**Dataset excerpts**.
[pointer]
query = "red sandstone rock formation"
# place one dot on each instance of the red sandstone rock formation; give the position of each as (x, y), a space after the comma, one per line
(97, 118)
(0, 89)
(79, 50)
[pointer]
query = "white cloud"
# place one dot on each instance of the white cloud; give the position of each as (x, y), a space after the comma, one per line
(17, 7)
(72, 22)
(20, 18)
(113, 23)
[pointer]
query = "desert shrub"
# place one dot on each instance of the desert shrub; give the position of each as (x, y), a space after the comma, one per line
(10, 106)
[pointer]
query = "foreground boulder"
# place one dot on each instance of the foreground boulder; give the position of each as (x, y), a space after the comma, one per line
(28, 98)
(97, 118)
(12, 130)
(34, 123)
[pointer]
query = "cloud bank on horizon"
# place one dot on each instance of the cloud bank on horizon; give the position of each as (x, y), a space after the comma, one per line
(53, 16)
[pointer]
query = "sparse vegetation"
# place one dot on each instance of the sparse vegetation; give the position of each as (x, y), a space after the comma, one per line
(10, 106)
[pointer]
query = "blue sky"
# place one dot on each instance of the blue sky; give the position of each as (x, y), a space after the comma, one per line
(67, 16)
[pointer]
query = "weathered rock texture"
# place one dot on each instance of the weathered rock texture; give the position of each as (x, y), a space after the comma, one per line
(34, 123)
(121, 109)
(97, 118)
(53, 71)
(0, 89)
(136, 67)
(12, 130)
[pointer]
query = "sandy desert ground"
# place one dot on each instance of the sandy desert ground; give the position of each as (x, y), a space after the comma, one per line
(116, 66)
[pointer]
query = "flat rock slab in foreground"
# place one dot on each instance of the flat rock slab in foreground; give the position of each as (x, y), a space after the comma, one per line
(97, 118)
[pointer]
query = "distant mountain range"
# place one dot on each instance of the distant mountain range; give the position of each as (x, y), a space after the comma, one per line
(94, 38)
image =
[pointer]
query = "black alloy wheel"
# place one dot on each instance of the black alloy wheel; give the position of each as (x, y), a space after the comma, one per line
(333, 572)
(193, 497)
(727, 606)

**Aim of the task**. Write out every entry word for word.

**The completed task**.
[pointer]
query = "red sandstone rock formation"
# place one dot on each instance of the red sandstone rock formation; give the position of each as (x, y), a space after the comma, one per line
(97, 118)
(0, 89)
(79, 50)
[pointer]
query = "white cloud"
# place one dot on each instance of the white cloud; give the position of each as (x, y), a space after the comma, one per line
(17, 7)
(72, 22)
(20, 18)
(113, 23)
[pointer]
query = "desert shrub"
# place one dot on each instance of the desert shrub; give the position of each as (x, y), a space after the comma, one per line
(10, 106)
[pointer]
query = "foreground boulder"
# place one dot on each instance of the foreground boulder; give the position of each as (x, y), a space after the comma, one per line
(28, 98)
(97, 118)
(12, 130)
(34, 123)
[pointer]
query = "cloud bank on horizon"
# place one dot on each instance of the cloud bank on horizon; give the position of each as (x, y), a space after the comma, one per line
(53, 16)
[pointer]
query = "sparse vegetation"
# place one dot on each instance of the sparse vegetation; give the position of each as (x, y), a space after the comma, one per line
(10, 106)
[pointer]
query = "blue sky"
# place one dot on each instance of the blue sky; give the position of each as (x, y), a space after the comma, one per line
(67, 16)
[pointer]
query = "weathered rock texture"
# place one dot on each instance of the weathered rock texture; give the position of each as (x, y), a space after the comma, one per line
(34, 123)
(121, 109)
(97, 118)
(53, 71)
(0, 89)
(136, 67)
(12, 130)
[pointer]
query = "sandy desert ground"
# place one dot on each instance of the sandy desert ground; give the position of each as (x, y), a space after the comma, one per line
(116, 66)
[pointer]
query = "flat rock slab in foreground"
# place one dot on each instance of the flat rock slab in foreground; give the position of each as (x, y), a space after the comma, one per line
(97, 118)
[pointer]
query = "distant mountain range"
# place one dot on each instance of the distant mountain range; give the position of each as (x, y), a space after the comma, one per line
(94, 38)
image =
[pointer]
query = "black alloy wheel"
# place one dot on each instance of the black alloy wheel; give the position of each as (x, y), a space after the comma, one per line
(333, 572)
(193, 497)
(727, 606)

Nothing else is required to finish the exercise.